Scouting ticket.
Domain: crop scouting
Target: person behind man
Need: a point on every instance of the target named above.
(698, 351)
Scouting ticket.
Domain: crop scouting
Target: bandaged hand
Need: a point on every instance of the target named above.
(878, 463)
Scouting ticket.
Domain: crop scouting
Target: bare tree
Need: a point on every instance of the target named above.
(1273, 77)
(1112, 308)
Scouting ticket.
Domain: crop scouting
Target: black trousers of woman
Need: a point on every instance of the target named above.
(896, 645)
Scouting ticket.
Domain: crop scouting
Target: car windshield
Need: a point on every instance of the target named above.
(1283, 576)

· · · ·

Task directions:
Rewrite all of the material above as a numbered list with one line per number, skipping any blank lines.

Result:
1. Scouting ticket.
2. Domain: crop scouting
3. Target: person behind man
4. Need: a point on every instance of the target named above.
5. (698, 351)
6. Scouting ticket.
7. Domain: crop scouting
8. Target: bandaged hand
9. Need: a point on every instance of the target named above.
10. (878, 463)
11. Scouting ticket.
12. Domain: crop scouting
13. Target: bare tree
14. Need: a point on every instance of the target named above.
15. (1273, 77)
16. (1112, 308)
17. Scouting ticket.
18. Domain: crop scouting
19. Target: black trousers of woman
20. Need: a point on every instance of the target named above.
21. (896, 645)
22. Scouting ticket.
23. Domain: crop scouting
24. Target: car windshield
25. Need: a point on every instance of the target named above.
26. (1283, 576)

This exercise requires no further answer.